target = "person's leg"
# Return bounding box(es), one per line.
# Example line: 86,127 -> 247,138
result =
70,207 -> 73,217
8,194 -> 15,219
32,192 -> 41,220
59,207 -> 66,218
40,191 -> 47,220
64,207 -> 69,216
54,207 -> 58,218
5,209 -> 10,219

• • • •

YOUR TASK »
Copy all the records again in full, requests included, and shift each answer box by adding 80 to every one of its coordinates. Leave everything else as it is.

RESPONSE BELOW »
target = "person's leg"
# Return bounding box(es), one per line.
# Example line: 86,127 -> 247,138
result =
150,287 -> 153,297
88,274 -> 95,299
112,272 -> 121,300
139,287 -> 146,298
120,271 -> 127,300
144,287 -> 149,296
134,287 -> 138,298
85,289 -> 90,299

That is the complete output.